## What the task asks
Rewrite all of the data below with every "job" changed to "task" and nothing else altered. Leave the pictures out of your answer.

## Given records
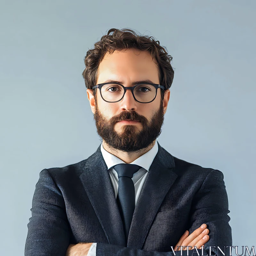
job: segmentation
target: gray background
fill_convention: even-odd
[[[256,1],[1,5],[2,255],[24,255],[39,172],[85,159],[100,143],[81,73],[86,51],[112,28],[166,47],[175,73],[158,140],[223,172],[233,245],[256,246]]]

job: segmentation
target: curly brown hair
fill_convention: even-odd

## Exercise result
task: segmentation
target: gray background
fill_convention: even-odd
[[[256,1],[1,5],[2,255],[24,255],[39,172],[85,159],[100,143],[81,73],[86,51],[112,28],[166,47],[175,73],[158,140],[223,172],[233,245],[256,246]]]

task: segmentation
target: curly brown hair
fill_convention: even-odd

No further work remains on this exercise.